Location of loss of ownership: The Netherlands

NK 1597 – Landscape with Two Men on Horseback by Ph. Wouwerman

  • NK 1597 - Landscape with Two Men on Horseback by Ph. Wouwerman

Recommendation

In a letter of 27 January 2014 the Minister of Education, Culture and Science (hereinafter referred to as the Minister) requested the Advisory Committee on the Assessment of Restitution Applications for Items of Cultural Value and the Second World War (hereinafter referred to as the Committee) for revised advice about a previously rejected application for restitution from AA (hereinafter referred to as the Applicant) concerning the following fourteen paintings from the Netherlands Art Property Collection (hereinafter referred to as the NK collection):

NK 1537 – B.G. Cuyp, Card Players
NK 1557 – H.M. Sorgh, Hearing, Personified by a Couple Singing
NK 1559 – H.M. Sorgh, Taste, Personified by a Couple Eating
NK 1597 – Ph. Wouwerman, Landscape with Two Men on Horseback
NK 1667 – Follower of L. Cranach, Madonna and Child
NK 1704 – Ph. Wouwerman, Italianate River Landscape with a Hunting Party
NK 1760 – W. Verschuur the Elder, A Horse Fair
NK 1914 – Circle of S.J. van Ruysdael, River View with Fishing Boats
NK 2245 – S.J. van Ruysdael, Winter Landscape with Skaters near a Town
NK 2264 – A. Bloemaert, The Triumph of Neptune
NK 2824 – Master of 1518, The Adoration of the Magi
NK 2835 – J.G.C. Coclers, Still Life with Flowers in a Vase
NK 2866 – Studio of A. van Utrecht, Still Life with Game
NK 2882 – In the style of A. van der Neer, Village on a River

In a decision of 3 November 2011 the then State Secretary for Education, Culture and Science rejected the earlier application for restitution of the paintings referred to above in accordance with the Committee’s advice of 13 October 2011 (RC 1.106).

:: Stored data ::
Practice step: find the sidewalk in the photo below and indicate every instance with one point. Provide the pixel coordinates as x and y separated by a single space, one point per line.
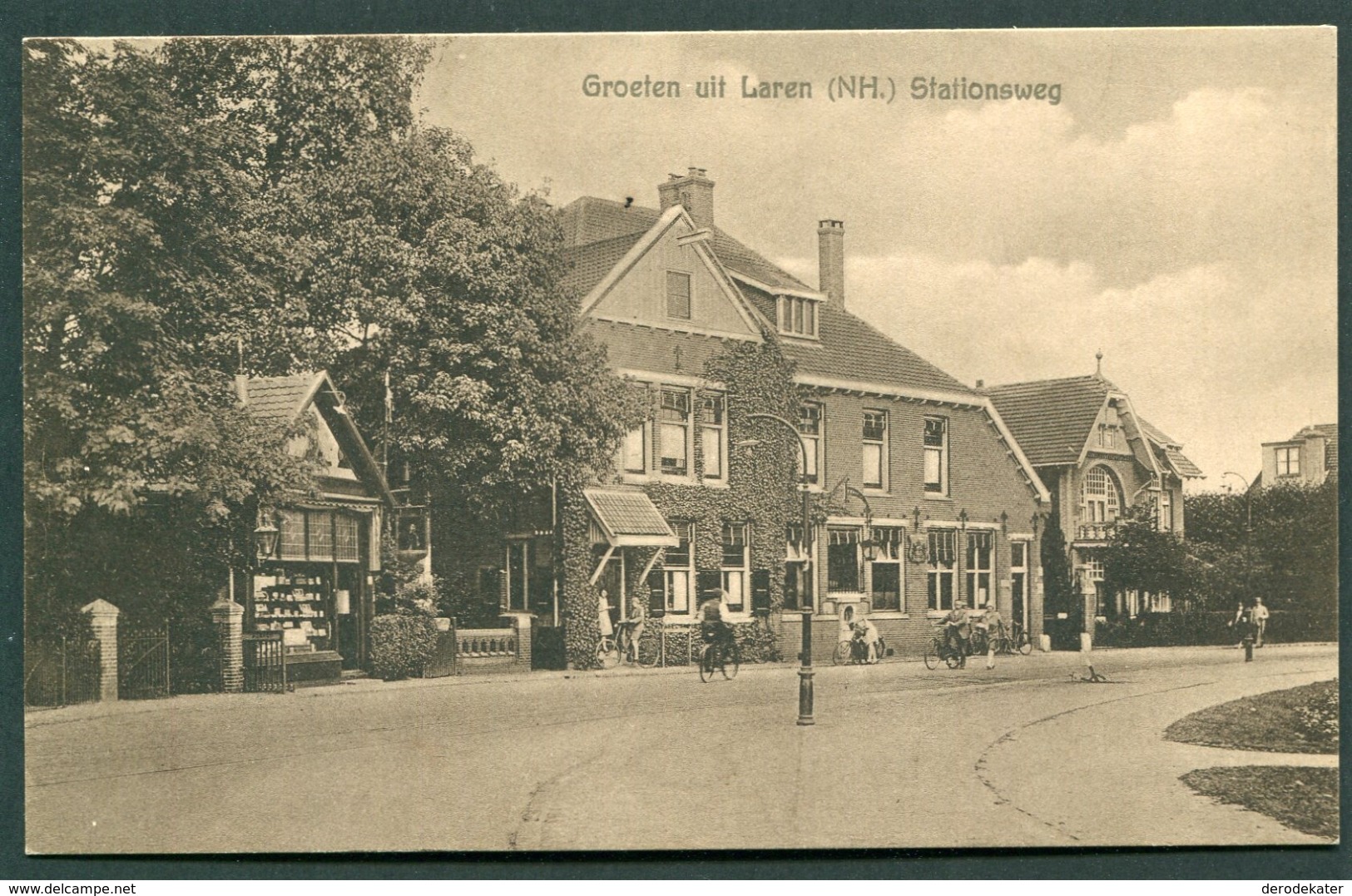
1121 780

:: Jobs ::
a) In the restitution recommendation, what is the date of the Minister's letter requesting revised advice?
b) Copy out the part of the restitution recommendation starting at "In a decision" and ending at "2011 (RC 1.106).".

:: Solution list ::
a) 27 January 2014

b)
In a decision of 3 November 2011 the then State Secretary for Education, Culture and Science rejected the earlier application for restitution of the paintings referred to above in accordance with the Committee’s advice of 13 October 2011 (RC 1.106).